Position identification records:
■ ■ ■ ■ ■

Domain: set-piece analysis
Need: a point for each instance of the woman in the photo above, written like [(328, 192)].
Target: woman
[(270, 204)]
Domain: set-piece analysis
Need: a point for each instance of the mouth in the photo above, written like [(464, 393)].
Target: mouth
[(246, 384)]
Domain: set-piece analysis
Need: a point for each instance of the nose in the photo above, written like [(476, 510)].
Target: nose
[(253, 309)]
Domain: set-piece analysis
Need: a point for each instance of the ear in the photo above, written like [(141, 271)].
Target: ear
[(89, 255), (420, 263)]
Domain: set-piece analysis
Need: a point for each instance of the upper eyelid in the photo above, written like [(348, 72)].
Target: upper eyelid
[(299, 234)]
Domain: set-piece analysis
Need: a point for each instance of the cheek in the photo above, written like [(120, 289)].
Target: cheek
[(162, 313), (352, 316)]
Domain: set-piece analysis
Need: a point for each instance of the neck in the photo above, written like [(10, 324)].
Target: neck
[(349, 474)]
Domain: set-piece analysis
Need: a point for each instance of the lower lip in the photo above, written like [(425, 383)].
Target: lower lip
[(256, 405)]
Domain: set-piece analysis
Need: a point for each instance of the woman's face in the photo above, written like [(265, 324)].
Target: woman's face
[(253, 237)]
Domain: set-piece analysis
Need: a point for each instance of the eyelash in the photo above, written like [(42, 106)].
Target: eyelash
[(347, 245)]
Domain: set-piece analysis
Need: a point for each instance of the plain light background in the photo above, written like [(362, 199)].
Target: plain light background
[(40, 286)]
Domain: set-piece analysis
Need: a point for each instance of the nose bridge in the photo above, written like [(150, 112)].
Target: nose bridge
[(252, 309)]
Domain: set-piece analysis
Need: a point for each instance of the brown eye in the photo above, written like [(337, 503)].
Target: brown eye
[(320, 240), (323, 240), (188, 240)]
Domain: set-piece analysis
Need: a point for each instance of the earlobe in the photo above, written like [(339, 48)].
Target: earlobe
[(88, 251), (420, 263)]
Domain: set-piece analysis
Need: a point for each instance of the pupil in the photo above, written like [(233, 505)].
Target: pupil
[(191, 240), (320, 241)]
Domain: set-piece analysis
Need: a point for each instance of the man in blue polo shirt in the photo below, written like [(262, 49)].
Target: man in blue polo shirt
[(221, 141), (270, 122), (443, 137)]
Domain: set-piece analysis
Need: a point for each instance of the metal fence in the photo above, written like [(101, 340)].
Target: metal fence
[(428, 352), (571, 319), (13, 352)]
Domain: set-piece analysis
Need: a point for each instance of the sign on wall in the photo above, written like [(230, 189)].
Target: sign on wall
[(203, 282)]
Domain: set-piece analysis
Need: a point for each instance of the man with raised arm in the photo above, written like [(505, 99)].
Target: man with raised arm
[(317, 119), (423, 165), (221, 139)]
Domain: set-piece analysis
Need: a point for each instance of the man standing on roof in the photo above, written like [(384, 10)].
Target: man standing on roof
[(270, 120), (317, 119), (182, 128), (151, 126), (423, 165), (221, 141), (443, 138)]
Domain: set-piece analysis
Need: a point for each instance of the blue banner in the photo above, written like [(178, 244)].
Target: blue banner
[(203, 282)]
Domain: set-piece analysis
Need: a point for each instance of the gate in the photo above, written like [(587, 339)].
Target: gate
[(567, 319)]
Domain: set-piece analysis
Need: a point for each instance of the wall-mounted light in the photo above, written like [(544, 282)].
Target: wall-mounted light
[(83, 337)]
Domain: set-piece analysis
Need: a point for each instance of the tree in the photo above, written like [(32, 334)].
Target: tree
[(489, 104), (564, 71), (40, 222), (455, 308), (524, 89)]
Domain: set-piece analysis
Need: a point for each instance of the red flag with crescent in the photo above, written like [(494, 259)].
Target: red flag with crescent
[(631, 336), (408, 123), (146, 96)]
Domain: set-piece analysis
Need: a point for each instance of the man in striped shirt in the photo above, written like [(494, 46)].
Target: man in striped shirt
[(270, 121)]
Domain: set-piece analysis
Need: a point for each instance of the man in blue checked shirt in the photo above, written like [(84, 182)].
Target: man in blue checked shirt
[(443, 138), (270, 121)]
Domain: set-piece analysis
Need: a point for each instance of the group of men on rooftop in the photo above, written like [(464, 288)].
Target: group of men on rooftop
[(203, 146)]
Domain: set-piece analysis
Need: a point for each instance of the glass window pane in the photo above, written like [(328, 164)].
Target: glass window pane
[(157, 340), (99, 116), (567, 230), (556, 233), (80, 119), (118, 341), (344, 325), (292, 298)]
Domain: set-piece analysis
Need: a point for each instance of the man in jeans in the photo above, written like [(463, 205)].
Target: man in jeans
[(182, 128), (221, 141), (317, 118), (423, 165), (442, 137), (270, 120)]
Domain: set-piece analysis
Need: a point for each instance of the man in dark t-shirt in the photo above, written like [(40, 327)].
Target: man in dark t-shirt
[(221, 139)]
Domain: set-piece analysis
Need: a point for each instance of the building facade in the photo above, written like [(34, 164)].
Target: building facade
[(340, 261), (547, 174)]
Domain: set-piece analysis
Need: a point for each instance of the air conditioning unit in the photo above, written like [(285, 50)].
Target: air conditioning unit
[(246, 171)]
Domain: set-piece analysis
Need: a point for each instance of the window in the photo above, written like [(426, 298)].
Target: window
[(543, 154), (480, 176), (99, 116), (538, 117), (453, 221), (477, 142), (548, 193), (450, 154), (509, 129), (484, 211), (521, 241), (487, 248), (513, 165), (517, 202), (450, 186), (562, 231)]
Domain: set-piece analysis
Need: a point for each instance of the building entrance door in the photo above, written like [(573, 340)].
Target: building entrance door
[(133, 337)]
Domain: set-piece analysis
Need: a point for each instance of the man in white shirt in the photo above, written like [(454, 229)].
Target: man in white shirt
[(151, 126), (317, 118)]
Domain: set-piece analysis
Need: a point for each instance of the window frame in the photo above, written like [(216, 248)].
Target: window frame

■ ■ ■ ■ ■

* [GIVEN INSTRUCTION]:
Format every line of the position identification records above as a numbered list, omitting any blank lines.

* [TASK RESPONSE]:
1. Domain: set-piece analysis
2. Need: a point for each instance of the woman in the photo above, written like [(328, 192)].
3. Target: woman
4. [(270, 204)]
5. Domain: set-piece analysis
6. Need: a point for each instance of the mouth in the photo above, written like [(464, 393)].
7. Target: mouth
8. [(246, 384)]
9. Domain: set-piece analysis
10. Need: a point for each instance of the nose in the photo above, written like [(476, 510)].
11. Target: nose
12. [(253, 309)]
13. Domain: set-piece analysis
14. Need: a point for each instance of the ear in the photo above, written like [(141, 271)].
15. Target: ear
16. [(89, 255), (420, 263)]
17. Domain: set-piece analysis
18. Need: a point for each instance of the upper eyelid in the photo above, written like [(348, 72)].
19. Target: upper eyelid
20. [(299, 234)]
21. Domain: set-piece analysis
22. Need: a point for each instance of the cheek in the photo above, written like [(120, 289)].
23. Target: cheek
24. [(162, 313), (352, 316)]
25. Domain: set-piece analysis
26. Need: a point for each instance of the neck in the photo above, written like [(10, 324)].
27. Target: neck
28. [(349, 474)]
29. Domain: set-piece analysis
30. Need: a point for each instance of the lower lip in the photo above, written like [(425, 383)].
31. Target: lower lip
32. [(256, 405)]
33. Domain: set-piece analysis
34. Need: a point for each instance of the woman's face in the photo above, written like [(265, 324)].
35. Target: woman's face
36. [(253, 237)]
37. Domain: set-piece analysis
38. Need: a point for each instance of the eyelash in the photo above, written like [(42, 106)].
39. Target: eyelash
40. [(347, 245)]
41. Domain: set-piece analysis
42. Need: a point for each instance of the plain light background in the photo above, written like [(362, 199)].
43. Target: plain light background
44. [(40, 286)]
45. Domain: set-piece analysis
46. Need: a point for each instance of the nose bridge in the photo above, written like [(150, 112)].
47. Target: nose bridge
48. [(252, 309)]
49. Domain: set-piece analysis
50. Need: a point for each instance of the brown eye in the photo above, written like [(337, 503)].
51. Target: brown eye
52. [(320, 240), (323, 240), (188, 240)]
53. Domain: set-piece analysis
54. Need: a point for each instance of the earlobe in the photo above, written like [(339, 48)].
55. Target: earlobe
56. [(88, 251), (420, 263)]
57. Domain: set-piece analysis
58. Need: a point for each instance of the pupil in the photo above, written like [(233, 505)].
59. Target: pupil
60. [(191, 240), (320, 241)]
61. Domain: set-piece analysis
62. Need: a point for each instance of the man in blue polo shirt in the photo below, written like [(262, 49)].
63. Target: man in blue polo shirt
64. [(221, 141), (270, 122), (443, 137)]
65. Domain: set-piece analysis
66. Need: a point for each instance of the metal fence in the photo above, written like [(101, 340)].
67. Target: metal fence
68. [(428, 352), (571, 319), (13, 352)]
69. Domain: set-piece analysis
70. Need: a point for each instance of the sign on wall in the photo above, written like [(230, 189)].
71. Target: sign on wall
72. [(203, 282)]
73. Domain: set-piece analysis
74. Need: a point for each instance of the man with raised arm in the photo above, written like [(505, 99)].
75. Target: man with raised arm
76. [(317, 119), (423, 165), (221, 139)]
77. Domain: set-piece analysis
78. Need: a point for each instance of the man standing on roof in the photo above, written like [(384, 10)].
79. Target: man standing on roof
80. [(270, 120), (317, 119), (182, 128), (151, 126), (423, 165), (221, 141), (443, 138)]
81. Domain: set-piece analysis
82. Need: a point for each instance of the blue banner in the photo above, written like [(178, 244)].
83. Target: blue banner
84. [(203, 282)]
85. Domain: set-piece analysis
86. Need: a point for each instance of the gate in the photo above, written like [(587, 339)].
87. Target: gate
88. [(567, 319)]
89. Domain: set-piece analysis
90. Need: a point for each instance of the wall-mounted light in the photo above, written like [(544, 282)].
91. Target: wall-mounted light
92. [(83, 337)]
93. Domain: set-piece analysis
94. Need: a point for each instance of the tree in the photo above, written like [(32, 334)].
95. Target: tree
96. [(489, 104), (564, 71), (40, 222), (455, 308), (524, 89)]
97. Domain: set-piece analysis
98. Need: a point for each instance of the red flag with crescent in the photo above, written like [(494, 259)].
99. Target: red flag with crescent
100. [(631, 336), (408, 123), (146, 96)]
101. Domain: set-piece analysis
102. Need: a point for each instance of the man in striped shirt in the photo above, written like [(494, 46)].
103. Target: man in striped shirt
104. [(270, 121)]
105. Domain: set-piece analysis
106. Need: a point for each instance of the man in blue checked shirt in the photo above, written like [(84, 182)].
107. Target: man in blue checked shirt
108. [(443, 138), (270, 121)]
109. Domain: set-piece analysis
110. Need: a point for each instance of the group of men on rooftop in the photo above, written like [(464, 288)].
111. Target: group of men on rooftop
112. [(203, 146)]
113. Domain: set-piece analysis
114. Need: a point for each instance of the glass window pane in the photo above, written like [(328, 164)].
115. Target: glass window pane
116. [(157, 340), (99, 116), (567, 230), (556, 233), (80, 119), (118, 341), (344, 325), (292, 298)]
117. Domain: set-piece analysis
118. Need: a point for each instance of the man in jeans in the photo above, written like [(463, 205)].
119. Target: man in jeans
120. [(182, 128), (221, 141), (317, 118), (423, 165), (442, 137), (270, 120)]
121. Domain: set-piece analysis
122. Need: a point for each instance of the man in dark t-shirt in the photo above, written like [(40, 327)].
123. Target: man in dark t-shirt
124. [(221, 139)]
125. Domain: set-piece analysis
126. Need: a point for each instance of the building facade in the photo above, written like [(34, 164)].
127. Target: building facade
128. [(340, 261), (547, 174)]
129. Domain: set-piece analysis
130. Need: a point for each instance of the air conditioning unit in the photo above, written like [(285, 50)].
131. Target: air conditioning unit
132. [(246, 171)]
133. Domain: set-piece analysis
134. Need: a point for each instance of the window in the photo above, written like [(426, 298)].
135. Target: window
136. [(543, 154), (480, 176), (99, 116), (538, 117), (453, 221), (477, 142), (548, 193), (450, 154), (509, 129), (484, 211), (521, 241), (487, 248), (513, 165), (517, 202), (450, 186), (562, 231)]
137. Domain: set-piece analysis
138. Need: a point for each instance of the building entrance door in the photo above, written like [(573, 340)].
139. Target: building entrance door
140. [(133, 337)]
141. Domain: set-piece analysis
142. Need: a point for each instance of the man in white shirt in the photo above, written like [(454, 229)].
143. Target: man in white shirt
144. [(151, 126), (317, 118)]
145. Domain: set-piece analysis
146. Need: a point for each instance of the window frame in the photo above, written like [(216, 248)].
147. Target: window frame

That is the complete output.